Exercise goal >> Write out the following items word for word, leaving out the pictures.

(Pointing records)

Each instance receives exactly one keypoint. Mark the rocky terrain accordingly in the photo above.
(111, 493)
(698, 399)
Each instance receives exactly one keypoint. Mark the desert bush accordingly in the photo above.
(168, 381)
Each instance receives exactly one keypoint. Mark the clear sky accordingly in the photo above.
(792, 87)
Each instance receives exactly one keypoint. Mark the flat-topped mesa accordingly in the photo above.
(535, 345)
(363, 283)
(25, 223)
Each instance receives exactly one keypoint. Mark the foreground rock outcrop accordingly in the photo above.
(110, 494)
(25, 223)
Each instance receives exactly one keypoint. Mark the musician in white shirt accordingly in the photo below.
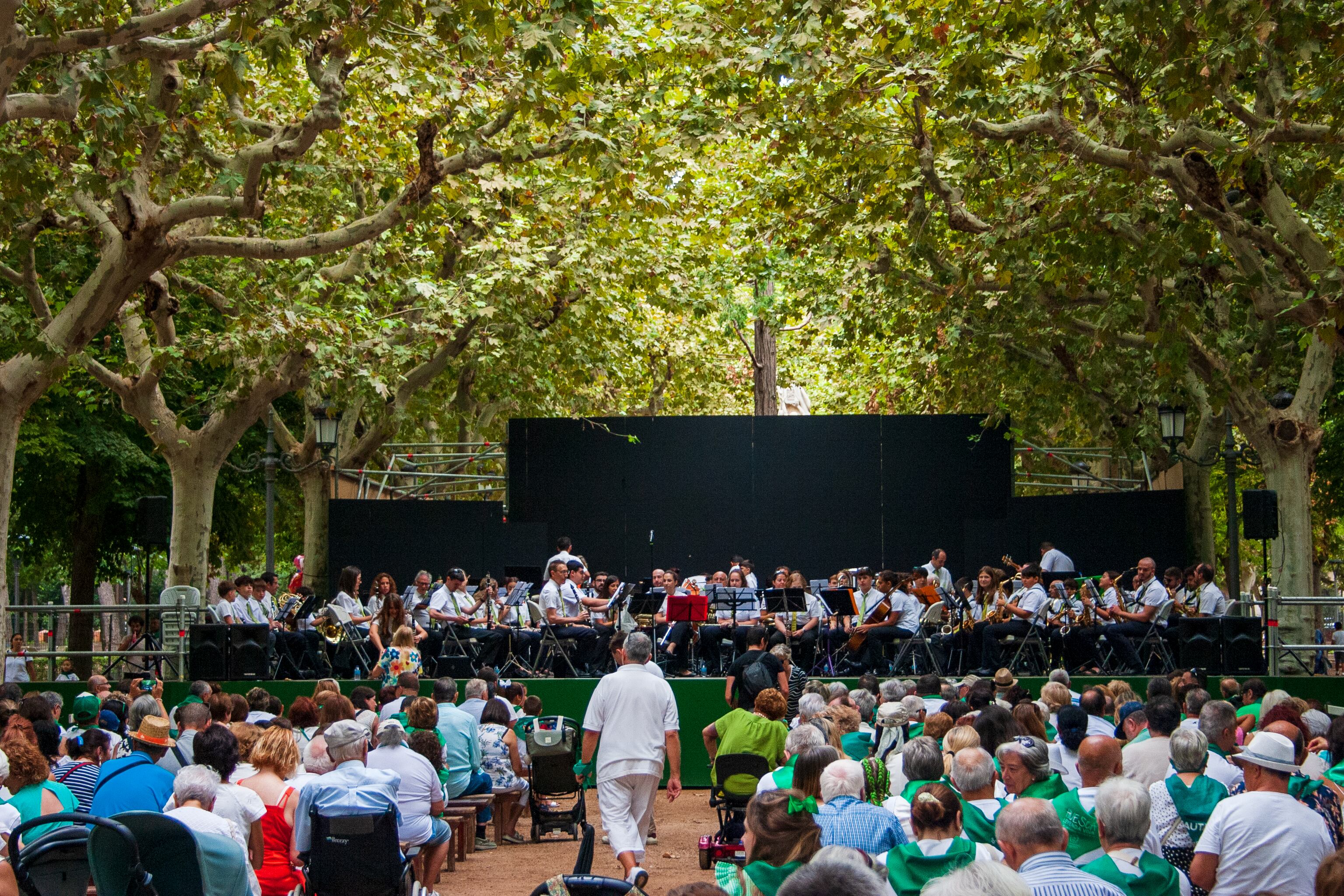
(1213, 602)
(937, 569)
(1026, 612)
(566, 617)
(1150, 595)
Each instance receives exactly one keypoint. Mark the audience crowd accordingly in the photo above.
(896, 788)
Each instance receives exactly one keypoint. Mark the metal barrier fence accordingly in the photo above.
(182, 614)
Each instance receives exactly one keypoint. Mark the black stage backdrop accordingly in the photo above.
(818, 494)
(811, 492)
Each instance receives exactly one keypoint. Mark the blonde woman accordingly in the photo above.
(399, 657)
(276, 757)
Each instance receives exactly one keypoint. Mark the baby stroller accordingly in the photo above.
(737, 776)
(163, 858)
(553, 747)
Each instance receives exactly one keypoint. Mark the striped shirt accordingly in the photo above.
(1056, 875)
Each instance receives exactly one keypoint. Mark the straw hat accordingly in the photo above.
(154, 731)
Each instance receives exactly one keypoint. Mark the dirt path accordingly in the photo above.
(514, 871)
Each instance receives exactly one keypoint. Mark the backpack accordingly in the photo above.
(756, 678)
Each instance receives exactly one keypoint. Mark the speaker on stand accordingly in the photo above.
(209, 651)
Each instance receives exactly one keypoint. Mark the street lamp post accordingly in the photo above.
(1172, 420)
(326, 422)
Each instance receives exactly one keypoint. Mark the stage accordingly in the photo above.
(699, 700)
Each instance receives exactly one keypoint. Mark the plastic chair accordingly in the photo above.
(181, 861)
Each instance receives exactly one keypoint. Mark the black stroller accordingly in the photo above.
(554, 745)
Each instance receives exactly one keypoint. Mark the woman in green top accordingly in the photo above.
(34, 794)
(1025, 766)
(780, 839)
(940, 848)
(759, 732)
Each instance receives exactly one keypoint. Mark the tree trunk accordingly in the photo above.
(87, 535)
(316, 484)
(765, 385)
(1199, 503)
(11, 417)
(192, 510)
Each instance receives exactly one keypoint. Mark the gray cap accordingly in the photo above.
(344, 732)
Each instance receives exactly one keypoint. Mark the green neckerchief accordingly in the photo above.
(1195, 804)
(908, 793)
(766, 878)
(909, 870)
(977, 825)
(1080, 824)
(1047, 789)
(1302, 786)
(1158, 878)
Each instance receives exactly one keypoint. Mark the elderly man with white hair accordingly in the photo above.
(1123, 820)
(635, 717)
(846, 820)
(1032, 841)
(350, 789)
(798, 741)
(420, 798)
(194, 792)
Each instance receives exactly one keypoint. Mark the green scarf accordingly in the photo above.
(1080, 824)
(1195, 804)
(1158, 878)
(977, 825)
(784, 774)
(766, 878)
(1302, 786)
(909, 870)
(1047, 789)
(909, 790)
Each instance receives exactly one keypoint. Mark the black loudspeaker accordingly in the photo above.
(1244, 653)
(455, 668)
(209, 656)
(248, 657)
(1260, 515)
(1200, 644)
(154, 520)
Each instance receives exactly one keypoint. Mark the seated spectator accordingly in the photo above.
(846, 820)
(938, 847)
(78, 769)
(780, 839)
(350, 789)
(980, 879)
(275, 758)
(502, 762)
(922, 765)
(799, 739)
(975, 777)
(1025, 767)
(217, 749)
(1123, 821)
(1182, 802)
(760, 731)
(192, 719)
(34, 793)
(135, 782)
(1032, 843)
(420, 800)
(194, 797)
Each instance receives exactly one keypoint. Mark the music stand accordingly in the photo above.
(517, 598)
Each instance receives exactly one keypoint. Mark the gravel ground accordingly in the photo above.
(514, 871)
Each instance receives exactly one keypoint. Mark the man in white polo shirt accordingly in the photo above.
(635, 715)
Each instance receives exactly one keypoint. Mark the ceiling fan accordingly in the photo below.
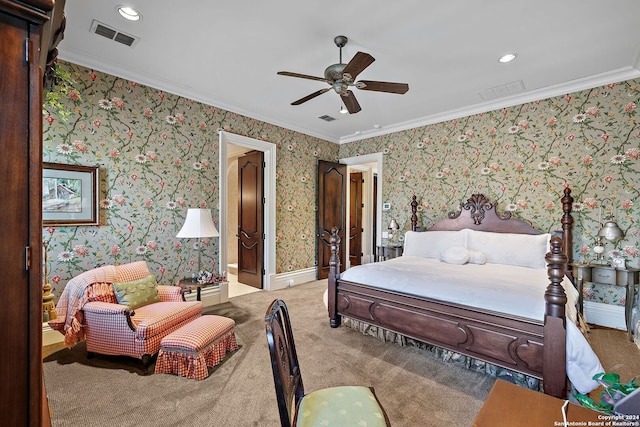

Output below >>
Each instance receives exactly one keypoint. Mark the rocky terrain accordingly in the photo above.
(111, 493)
(698, 399)
Each instance receives exactly one keypoint. Mark the desert bush accordingly in the photo above.
(168, 381)
Each instance receives exactly one keypoint. Mark the clear sky accordingly in the photo above.
(792, 87)
Each instance receives exactly one keypoint. Mark the flat-topped mesa accordingly in the photo above.
(535, 345)
(363, 283)
(25, 223)
Each instance receives exactly one keypoint. Mark the foreground rock outcrop accordingly in the photo above.
(110, 494)
(25, 223)
Each instance receives exactly one keypoint. Mark the musician in white shirt accordingly in the photo below.
(1213, 602)
(937, 569)
(1026, 612)
(566, 617)
(1150, 595)
Each instance receives exactly one keypoint. Mark the audience crowd accordingly in the photo above.
(896, 788)
Each instance receives exactly one keypoint. Mark the metal barrier fence accordingly in the photo above.
(182, 614)
Each instance receives exactly one keypoint. Mark the black stage backdrop accordingly in the photo above.
(818, 494)
(811, 492)
Each instance receives exactly one keypoint. Mark the blonde woman accordingly in the photo above.
(399, 657)
(276, 757)
Each instance receives exactly one keypoint. Mark the baby stroller accordingly in the photo above.
(737, 776)
(163, 858)
(553, 747)
Each instance receives exactly one keypoint. Mark the striped shirt accordingly in the photo above.
(1056, 875)
Each instance receives exactly one keypoint. Mark the straw hat accordingly in the photo above.
(154, 731)
Each instance receives exactly one keypoint. Mark the dirt path accordingly in the photo above.
(514, 871)
Each instance receives exactly one keypoint. Mark the backpack accordingly in the photo above.
(756, 678)
Each instance receives exactly one keypoint. Mark the speaker on stand accordingly in the photo above.
(209, 651)
Each instance receives exactly one keypoint. Mark the street lamp post accordingly in the photo above.
(1172, 420)
(326, 422)
Each instance receives exactly one keypoint. Mark the stage accordingly in the photo above.
(699, 700)
Each instance receives exactly one keypoint. Mark the plastic chair accordingly in the photo above.
(181, 861)
Each instance receives exactly one keypoint. Mark the black stroller accordingly in the photo above.
(554, 745)
Each instance receives exactly one keypoint. Mark the woman in green top accordingly in the photo above.
(34, 794)
(1025, 766)
(780, 839)
(940, 848)
(759, 732)
Each instance receives exactly one keypoint. Mark the tree trunk accordingly in the photo above.
(87, 535)
(316, 484)
(765, 385)
(1199, 503)
(11, 417)
(192, 510)
Each instance receives exactly one keypoint. Mark the gray cap accordingly in the photo above.
(344, 732)
Each instance receives exactly one keypoint. Mark the green neckerchief accordingly in the photo above.
(1195, 804)
(908, 793)
(766, 878)
(909, 870)
(977, 825)
(1080, 824)
(1047, 789)
(1302, 786)
(1158, 878)
Each instance receives exactly one keypoint. Mark the elderly man with white hair accordingly in the photo above.
(1123, 820)
(635, 717)
(846, 820)
(1032, 841)
(350, 789)
(798, 741)
(420, 798)
(194, 792)
Each instance receives exactly one keypoint. Mark the green scarf accordingly in the photo above.
(1080, 824)
(1195, 804)
(1158, 878)
(977, 825)
(784, 774)
(766, 878)
(1302, 786)
(909, 870)
(1047, 789)
(909, 790)
Each instance receives exactly one keypoint. Mark the black loudspeaker accordingly in the photo above.
(1244, 653)
(455, 668)
(209, 656)
(248, 657)
(1260, 515)
(1200, 644)
(154, 520)
Each instance receives exactly one keypoint. Mark the seated spectator accordingly in the photo above.
(846, 820)
(938, 847)
(78, 769)
(780, 839)
(350, 789)
(980, 879)
(275, 758)
(502, 762)
(922, 765)
(799, 739)
(975, 777)
(1025, 767)
(217, 749)
(1123, 821)
(1182, 802)
(760, 731)
(192, 719)
(34, 793)
(135, 782)
(1032, 843)
(420, 800)
(194, 797)
Each instance receives exactly one keypoint. Mark the music stand accordingly in the photo above.
(517, 598)
Each instance receives exactly one keypoint. Mark the gravel ground accordingly in the photo above.
(514, 871)
Each instance receives exactly one keypoint. Mark the man in white polo shirt accordingly in the photo above.
(635, 715)
Each instance receives exactly one keypoint. Mark the ceiling fan accordingly in the photo below.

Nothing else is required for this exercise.